[BEGIN DATA RECORDS]

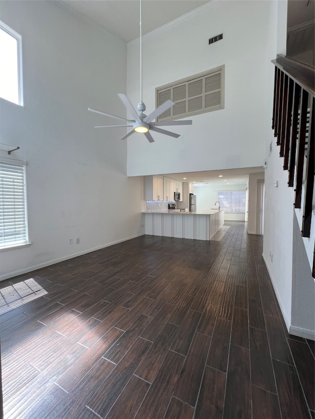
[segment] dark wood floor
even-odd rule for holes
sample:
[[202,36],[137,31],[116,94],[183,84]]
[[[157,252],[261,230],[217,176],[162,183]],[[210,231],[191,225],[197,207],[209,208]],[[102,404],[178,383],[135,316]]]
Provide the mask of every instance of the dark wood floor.
[[1,282],[5,419],[314,418],[314,342],[286,331],[261,237],[226,224]]

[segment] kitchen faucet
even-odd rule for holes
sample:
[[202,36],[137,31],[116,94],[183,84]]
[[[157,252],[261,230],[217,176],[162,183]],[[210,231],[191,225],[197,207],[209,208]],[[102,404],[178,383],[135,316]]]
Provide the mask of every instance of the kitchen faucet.
[[220,203],[219,202],[219,201],[216,201],[215,202],[215,206],[216,206],[216,205],[217,204],[219,204],[219,208],[218,208],[218,211],[220,211]]

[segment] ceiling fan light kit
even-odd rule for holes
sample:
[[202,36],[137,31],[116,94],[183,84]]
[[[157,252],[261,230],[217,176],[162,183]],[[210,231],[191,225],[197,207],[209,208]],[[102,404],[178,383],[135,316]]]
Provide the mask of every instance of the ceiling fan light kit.
[[139,113],[137,113],[136,111],[127,96],[123,93],[118,93],[118,96],[126,106],[127,110],[131,113],[133,118],[133,119],[126,119],[126,118],[122,118],[121,116],[117,116],[116,115],[112,115],[111,113],[107,113],[106,112],[102,112],[100,111],[97,111],[95,109],[92,109],[91,108],[89,108],[88,111],[90,111],[91,112],[94,112],[95,113],[104,115],[105,116],[109,116],[111,118],[120,119],[127,123],[125,125],[98,126],[94,127],[95,128],[112,128],[113,127],[132,127],[132,130],[122,137],[120,139],[121,140],[126,140],[129,136],[133,134],[134,132],[136,132],[144,134],[149,142],[154,142],[154,140],[149,132],[150,130],[174,137],[174,138],[178,138],[180,136],[179,134],[177,134],[175,133],[166,131],[166,130],[161,129],[158,128],[158,126],[191,125],[192,123],[192,121],[191,119],[181,121],[152,122],[153,119],[157,118],[175,105],[175,103],[173,101],[169,99],[166,100],[148,115],[143,113],[143,112],[146,110],[146,106],[142,102],[142,33],[141,25],[142,0],[140,0],[140,102],[138,104],[137,107]]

[END DATA RECORDS]

Starting at the line that contains "[segment] kitchen faucet" and continuing through the last line of the items, rewrite every line, requests included. Scale each coordinate in the answers by 0.5 and round to the nearest whole number, with halves rounded up. Leave the coordinates in the requests and their format samples unchanged.

■ TASK SOLUTION:
[segment] kitchen faucet
even-odd rule for holes
sample:
[[202,36],[137,31],[116,94],[183,84]]
[[[157,252],[261,230],[217,176],[162,183]],[[210,231],[191,225],[197,207],[209,208]],[[102,404],[178,383],[135,316]]]
Provide the mask of every instance of the kitchen faucet.
[[110,102],[110,101],[110,101],[108,101],[108,101],[108,103],[108,103],[108,103],[109,102],[110,102],[110,104],[109,104],[109,106],[110,106]]

[segment] ceiling fan light kit
even-odd rule for holes
sample:
[[202,36],[137,31],[116,94],[183,84]]
[[[157,252],[261,230],[217,176],[162,183]],[[210,231],[191,225],[197,207],[209,208]],[[102,404],[178,383],[135,316]]]
Provide the mask of every instance of the ceiling fan light kit.
[[70,57],[69,57],[68,56],[64,48],[62,47],[59,47],[59,48],[63,53],[64,55],[66,57],[67,59],[67,60],[63,60],[63,59],[61,59],[61,58],[59,58],[58,58],[56,58],[56,57],[54,57],[53,56],[51,56],[50,56],[49,56],[48,55],[46,55],[46,54],[45,54],[44,56],[45,56],[46,56],[47,56],[48,57],[52,58],[53,58],[55,58],[56,59],[60,60],[64,62],[63,63],[49,63],[47,64],[48,64],[56,64],[57,64],[66,64],[66,65],[61,69],[60,70],[61,70],[63,70],[65,68],[67,67],[67,66],[68,66],[72,67],[75,71],[77,71],[77,70],[75,66],[75,65],[87,69],[87,69],[89,69],[90,68],[90,67],[89,67],[88,67],[83,66],[83,65],[81,65],[79,64],[79,63],[96,63],[96,62],[96,61],[96,60],[91,61],[76,61],[77,60],[79,59],[88,53],[88,52],[87,51],[85,50],[83,50],[74,58],[72,57],[72,56],[73,55],[73,53],[71,51],[71,17],[71,13],[71,0],[70,0],[70,51],[69,52],[69,54]]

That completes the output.